Written task a.
Read the text on Senator Thompson's China speech and the records that follow. For each statement, say yes or no depending on whether it agrees with the text, and quote the words of the text that decide it: (i) Thompson gave his speech at the Heritage Foundation; (ii) Thompson is a Democrat from Tennessee; (iii) according to Thompson, the Chinese sold ring magnets to an Indian nuclear facility.

USIS Washington File

05 April 2000

Text: Senator Fred Thompson Decries Administration China Policy

(U.S. too ready to excuse Beijing's role in proliferation) (3550)
China has been active in proliferating weapons of mass destruction,
says U.S. Senator Fred Thompson, while the Clinton Administration has
been passive to this national security threat.
The Tennessee Republican made that assessment in a speech March 3 in
Washington, D.C. at the Heritage Foundation.
"It must amuse and baffle the Chinese," Thompson said, "that we are so
casual with regard to our sensitive military-related technology in
dealing with them, at the same time they are supplying terrorist
nations with the ability to reach the United States with weapons of
mass destruction."
Due to the Clinton Administration desire to see its "engagement"
policy with China succeed, Thompson said, "we clearly face a dangerous
and increasing threat to our national security; China is making
significant contributions to that threat; and the United States is
acting as if the threat doesn't exist."
By "turning a blind eye to China's proliferation, dismantling the
international export control regime, and emasculating our own export
controls, we are jeopardizing our national security in many ways,"
Thompson said.
Citing China's role in sending technology and weapons of mass
destruction to countries in Asia, Africa and the Middle East, Thompson
asked what had been the Clinton Administration's response "to this
unbroken pattern of reckless activity producing a real and imminent
danger to the United States?"
The Clinton Administration, he asserted, has responded "with an
incredible amount of negligence and naivete."
With an attitude of "engagement at all cost," Thompson said, Clinton
Administration officials "have rarely missed an opportunity to excuse
or overlook China's behavior."
The Chinese, Thompson said, "sell ring magnets to a Pakistani nuclear
facility in violation of the Nuclear Non-Proliferation Treaty but the
Administration says we can't prove that China's senior-most leaders
approved the sale."
There has been, Thompson said, "a complete disconnect between U.S.
policy, China's behavior, and our response."

Written task b.
Pull out every line of the records below that contains the string "block". Case counts.

Data listing.

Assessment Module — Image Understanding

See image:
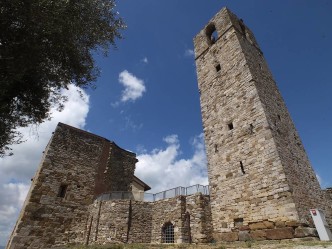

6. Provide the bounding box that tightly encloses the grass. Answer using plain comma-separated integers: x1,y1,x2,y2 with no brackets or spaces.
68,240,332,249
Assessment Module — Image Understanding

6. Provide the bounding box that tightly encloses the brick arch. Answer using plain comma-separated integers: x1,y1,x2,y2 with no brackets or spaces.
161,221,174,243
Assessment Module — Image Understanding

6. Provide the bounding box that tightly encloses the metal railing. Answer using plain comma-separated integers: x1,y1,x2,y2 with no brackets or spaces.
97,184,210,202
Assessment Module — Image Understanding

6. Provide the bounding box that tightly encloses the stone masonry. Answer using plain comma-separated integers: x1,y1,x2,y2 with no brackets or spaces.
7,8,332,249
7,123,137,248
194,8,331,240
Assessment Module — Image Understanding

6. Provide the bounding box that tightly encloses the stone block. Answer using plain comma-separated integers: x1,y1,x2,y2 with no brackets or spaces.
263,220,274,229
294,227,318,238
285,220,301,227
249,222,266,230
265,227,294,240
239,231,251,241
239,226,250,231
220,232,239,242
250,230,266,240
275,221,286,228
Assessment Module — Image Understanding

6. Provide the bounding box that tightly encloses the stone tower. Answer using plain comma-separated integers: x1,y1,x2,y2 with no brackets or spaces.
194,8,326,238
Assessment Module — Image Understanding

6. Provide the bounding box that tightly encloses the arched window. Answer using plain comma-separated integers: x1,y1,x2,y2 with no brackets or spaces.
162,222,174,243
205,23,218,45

==

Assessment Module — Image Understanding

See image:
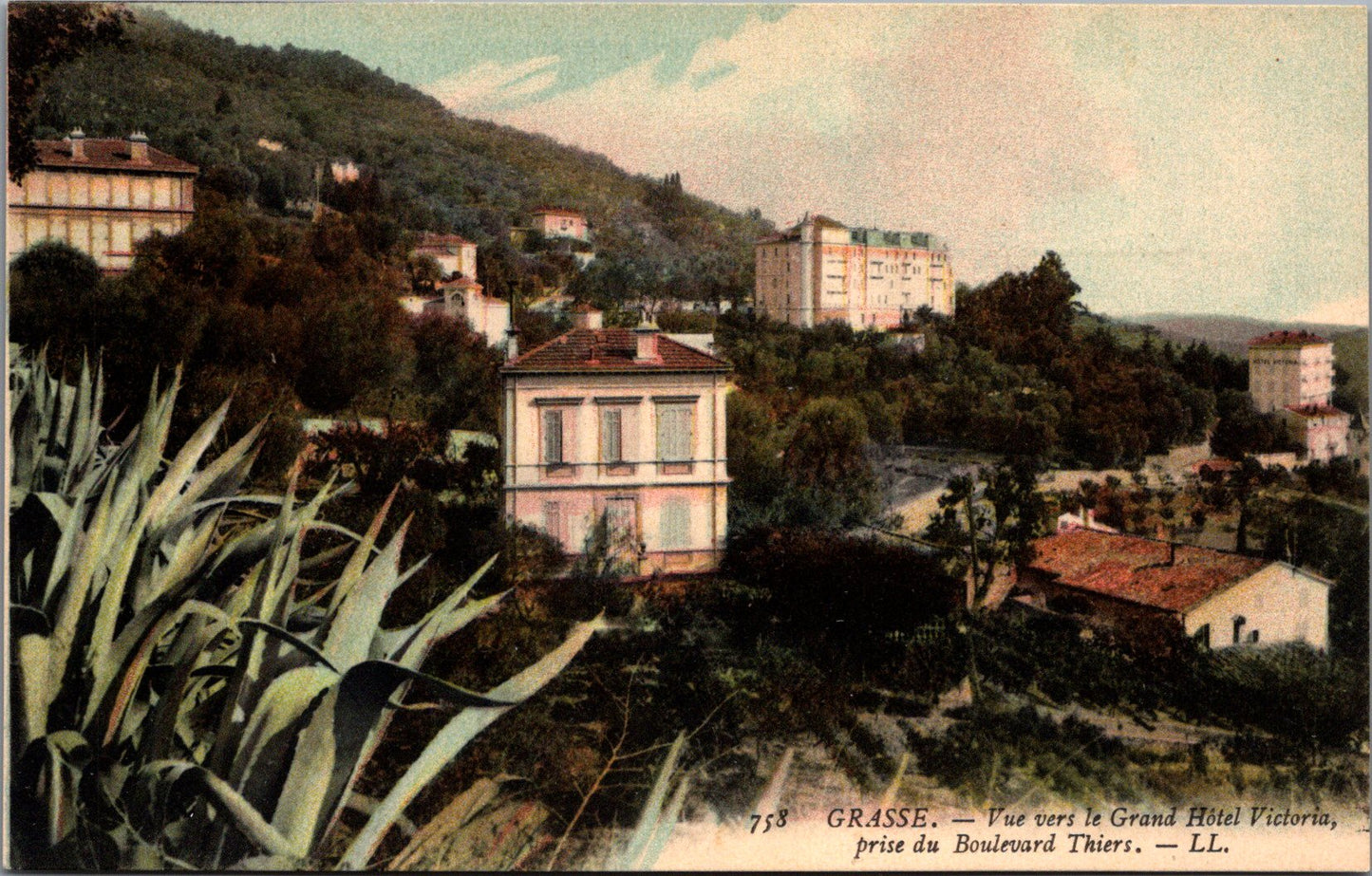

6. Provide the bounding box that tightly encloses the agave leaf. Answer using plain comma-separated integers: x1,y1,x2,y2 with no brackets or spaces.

...

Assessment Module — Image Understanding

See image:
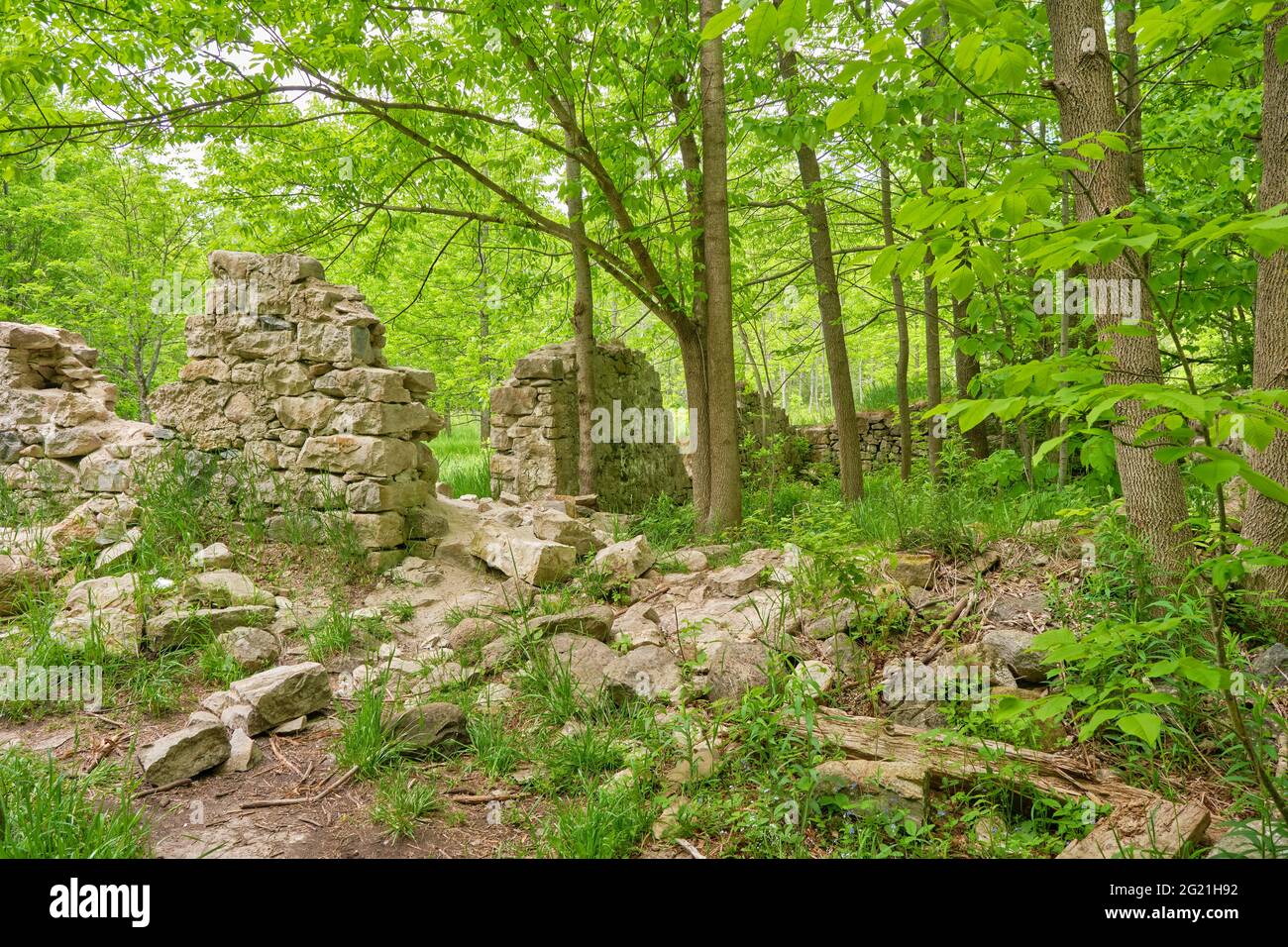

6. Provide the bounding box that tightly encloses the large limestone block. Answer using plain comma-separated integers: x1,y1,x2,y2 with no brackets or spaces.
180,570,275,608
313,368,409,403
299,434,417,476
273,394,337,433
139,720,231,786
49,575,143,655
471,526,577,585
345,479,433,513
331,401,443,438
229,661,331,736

Reply a.
(i) Yes: "in a speech March 3 in Washington, D.C. at the Heritage Foundation."
(ii) No: "The Tennessee Republican made that assessment"
(iii) No: "sell ring magnets to a Pakistani nuclear facility"

Reply b.
6. Provide the bounding box that tightly encloses the stone block. Answer using plain comma-separated integers: x1,y1,x2,y2 with no brackets or spaces.
6. Provide the bounding box that tightly encloses the large limestone block. Answer using plain comma-separated integers: x1,y1,x2,y2 with no brackets or spaces.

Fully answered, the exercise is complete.